--- VORLIEGENDER TEXT ---
# # # # #

Super Mario Galaxy 2

Er ist klein, nimmt es mit jedem Gegner auf und trägt rot-blaue Kleidung, allerdings ist hier nicht die Rede von Lionel Messi, sondern von Mario. Ja, ich weiß, so begann der Bericht zu Teil 1 auch. Aber so wenig die Einleitung geändert wurde, so wenig hat Nintendo am Spielverlauf des zweiten Teils geändert. Denn seit über 20 Jahren hüpft, rennt und klettert sich der italienische Klempner durch kunterbunte Welten und genauso lange wird Prinzessin Peach von Bowser entführt.

# # # # #

--- DIE AUFGABE ---
Seit wie vielen Jahren hüpft, rennt und klettert sich Mario laut dem Text über Super Mario Galaxy 2 durch kunterbunte Welten?

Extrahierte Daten
# # # # #

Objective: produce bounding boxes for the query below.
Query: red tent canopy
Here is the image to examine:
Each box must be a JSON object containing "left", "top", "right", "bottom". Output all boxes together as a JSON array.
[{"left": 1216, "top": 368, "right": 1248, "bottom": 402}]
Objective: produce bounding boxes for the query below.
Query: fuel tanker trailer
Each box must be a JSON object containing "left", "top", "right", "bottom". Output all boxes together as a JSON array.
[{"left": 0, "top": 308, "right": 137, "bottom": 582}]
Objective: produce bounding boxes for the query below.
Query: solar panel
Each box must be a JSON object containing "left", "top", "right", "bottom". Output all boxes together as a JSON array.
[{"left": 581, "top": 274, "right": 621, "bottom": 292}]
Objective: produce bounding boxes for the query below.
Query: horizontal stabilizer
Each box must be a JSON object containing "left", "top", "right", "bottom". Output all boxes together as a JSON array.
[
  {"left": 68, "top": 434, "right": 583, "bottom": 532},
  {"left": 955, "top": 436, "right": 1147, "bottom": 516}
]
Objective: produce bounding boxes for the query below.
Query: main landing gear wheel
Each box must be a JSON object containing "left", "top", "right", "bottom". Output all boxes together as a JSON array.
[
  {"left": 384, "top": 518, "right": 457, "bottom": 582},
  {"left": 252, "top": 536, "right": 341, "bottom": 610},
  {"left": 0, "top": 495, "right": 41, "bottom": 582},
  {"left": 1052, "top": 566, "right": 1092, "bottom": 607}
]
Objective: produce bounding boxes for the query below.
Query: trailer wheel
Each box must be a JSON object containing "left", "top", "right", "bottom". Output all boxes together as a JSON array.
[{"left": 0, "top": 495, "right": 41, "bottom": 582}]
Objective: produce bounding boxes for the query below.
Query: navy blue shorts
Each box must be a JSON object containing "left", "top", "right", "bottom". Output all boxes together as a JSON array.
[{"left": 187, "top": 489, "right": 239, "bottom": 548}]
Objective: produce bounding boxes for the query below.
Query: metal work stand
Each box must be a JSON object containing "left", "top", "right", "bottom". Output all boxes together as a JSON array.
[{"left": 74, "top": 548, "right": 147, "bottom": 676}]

# # # # #

--- VOLLSTÄNDIGE ANTWORT ---
Mario hüpft, rennt und klettert sich seit über 20 Jahren durch kunterbunte Welten.